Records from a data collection
================

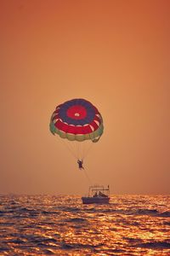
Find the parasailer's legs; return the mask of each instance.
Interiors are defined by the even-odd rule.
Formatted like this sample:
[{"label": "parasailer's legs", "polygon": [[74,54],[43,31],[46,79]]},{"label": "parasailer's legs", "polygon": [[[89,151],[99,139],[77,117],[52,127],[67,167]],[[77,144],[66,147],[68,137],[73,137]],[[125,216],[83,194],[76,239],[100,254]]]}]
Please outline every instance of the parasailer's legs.
[{"label": "parasailer's legs", "polygon": [[82,164],[83,164],[82,160],[79,160],[79,159],[78,159],[77,164],[78,164],[78,168],[79,168],[80,170],[82,170],[82,169],[84,170],[84,167],[82,166]]}]

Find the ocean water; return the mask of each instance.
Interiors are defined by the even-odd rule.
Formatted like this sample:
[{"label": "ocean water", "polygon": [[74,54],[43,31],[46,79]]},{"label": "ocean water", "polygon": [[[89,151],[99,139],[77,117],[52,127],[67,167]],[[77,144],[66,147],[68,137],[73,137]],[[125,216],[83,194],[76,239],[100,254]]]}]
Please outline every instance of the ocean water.
[{"label": "ocean water", "polygon": [[170,195],[0,195],[0,255],[170,255]]}]

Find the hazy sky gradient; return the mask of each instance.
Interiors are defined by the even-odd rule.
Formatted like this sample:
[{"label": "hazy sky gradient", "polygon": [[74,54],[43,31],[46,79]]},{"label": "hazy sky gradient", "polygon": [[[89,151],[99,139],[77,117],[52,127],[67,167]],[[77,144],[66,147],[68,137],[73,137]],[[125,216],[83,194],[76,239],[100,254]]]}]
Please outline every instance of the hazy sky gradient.
[{"label": "hazy sky gradient", "polygon": [[83,194],[48,131],[82,97],[105,132],[84,166],[111,193],[170,192],[170,1],[0,1],[0,193]]}]

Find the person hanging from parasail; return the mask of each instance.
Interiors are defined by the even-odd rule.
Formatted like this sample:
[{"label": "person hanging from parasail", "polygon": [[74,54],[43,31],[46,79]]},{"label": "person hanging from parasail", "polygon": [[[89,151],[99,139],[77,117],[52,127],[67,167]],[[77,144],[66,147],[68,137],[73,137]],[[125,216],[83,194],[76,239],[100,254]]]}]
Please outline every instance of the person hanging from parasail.
[{"label": "person hanging from parasail", "polygon": [[77,160],[77,164],[78,164],[78,168],[79,168],[80,170],[82,170],[82,169],[84,170],[84,167],[82,166],[82,164],[83,164],[82,160]]},{"label": "person hanging from parasail", "polygon": [[57,105],[52,113],[49,130],[58,135],[76,159],[80,170],[84,169],[82,159],[88,152],[88,142],[98,143],[104,131],[103,119],[90,102],[76,98]]}]

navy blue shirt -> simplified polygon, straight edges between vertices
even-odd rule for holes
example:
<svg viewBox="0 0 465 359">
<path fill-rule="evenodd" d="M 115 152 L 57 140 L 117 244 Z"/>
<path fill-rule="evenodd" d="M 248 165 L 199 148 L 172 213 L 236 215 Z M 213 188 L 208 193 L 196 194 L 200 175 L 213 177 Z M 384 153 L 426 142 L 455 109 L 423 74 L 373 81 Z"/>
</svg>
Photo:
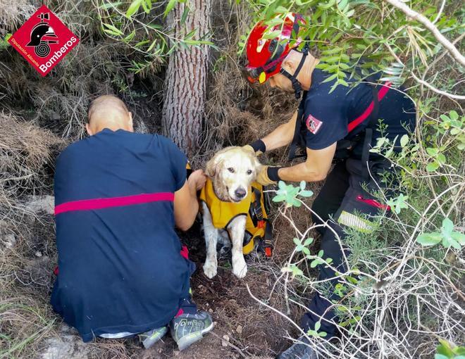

================

■ **To be done**: Please format all of the data above as a Markdown table with the columns "Number" and "Line," giving each line its own numbered row and omitting blank lines. Leave the pictures out.

■ **Result of the exercise**:
| Number | Line |
|---|---|
| 1 | Find the parasailer's legs; return the mask of each instance. |
| 2 | Interiors are defined by the even-odd rule. |
| 3 | Formatted like this sample: |
| 4 | [{"label": "parasailer's legs", "polygon": [[74,54],[43,31],[46,79]]},{"label": "parasailer's legs", "polygon": [[[89,151],[99,139],[77,117],[52,127],[67,167]],[[77,144],[66,147],[68,137],[73,137]],[[125,216],[83,194],[76,239],[100,254]]]}] |
| 5 | Please outline every instance of the parasailer's legs. |
| 6 | [{"label": "parasailer's legs", "polygon": [[82,164],[83,164],[82,160],[79,160],[79,159],[78,159],[77,164],[78,164],[78,168],[79,168],[80,170],[82,170],[82,169],[84,170],[84,167],[82,166]]}] |
| 7 | Find the ocean water; return the mask of each instance. |
| 8 | Interiors are defined by the even-odd rule. |
| 9 | Formatted like this sample: |
| 10 | [{"label": "ocean water", "polygon": [[74,54],[43,31],[46,79]]},{"label": "ocean water", "polygon": [[[89,151],[99,139],[77,117],[52,127],[67,167]],[[77,144],[66,147],[68,137],[73,137]],[[125,216],[83,194],[76,239],[100,254]]]}] |
| 11 | Please outline every instance of the ocean water. |
| 12 | [{"label": "ocean water", "polygon": [[170,195],[0,195],[0,255],[170,255]]}] |
| 13 | Find the hazy sky gradient; return the mask of each instance. |
| 14 | Interiors are defined by the even-odd rule. |
| 15 | Formatted like this sample: |
| 16 | [{"label": "hazy sky gradient", "polygon": [[74,54],[43,31],[46,79]]},{"label": "hazy sky gradient", "polygon": [[[89,151],[99,139],[77,117],[52,127],[67,167]],[[77,144],[66,147],[68,137],[73,137]],[[125,216],[83,194],[76,239],[100,254]]]}] |
| 17 | Please outline every instance of the hazy sky gradient. |
| 18 | [{"label": "hazy sky gradient", "polygon": [[83,194],[48,131],[82,97],[105,132],[84,166],[111,193],[170,192],[170,1],[0,1],[0,193]]}] |
| 19 | Find the person hanging from parasail; return the mask of each instance. |
| 20 | Interiors are defined by the even-odd rule. |
| 21 | Formatted like this sample: |
| 22 | [{"label": "person hanging from parasail", "polygon": [[74,54],[43,31],[46,79]]},{"label": "person hanging from parasail", "polygon": [[[89,151],[99,139],[77,117],[52,127],[67,167]],[[77,144],[66,147],[68,137],[73,137]],[[125,216],[83,194],[76,239],[100,254]]]}] |
| 23 | Please outline every instance of the person hanging from parasail. |
| 24 | [{"label": "person hanging from parasail", "polygon": [[77,160],[77,164],[78,164],[78,168],[79,168],[80,170],[82,170],[82,169],[84,170],[84,167],[82,166],[82,164],[83,164],[82,160]]},{"label": "person hanging from parasail", "polygon": [[57,105],[52,113],[49,130],[58,135],[76,159],[80,170],[84,169],[82,159],[88,152],[88,142],[98,143],[104,131],[103,119],[90,102],[76,98]]}] |
| 25 | navy blue shirt -> simplified polygon, straight edges between vertices |
| 26 | even-odd rule for holes |
| 27 | example: |
| 28 | <svg viewBox="0 0 465 359"> |
| 29 | <path fill-rule="evenodd" d="M 115 152 L 57 140 L 117 244 Z"/> |
| 30 | <path fill-rule="evenodd" d="M 248 165 L 199 148 L 172 213 L 236 215 Z M 213 188 L 208 193 L 196 194 L 200 175 L 213 177 Z M 384 153 L 426 142 L 455 109 L 423 74 L 373 81 Z"/> |
| 31 | </svg> |
| 32 | Photo: |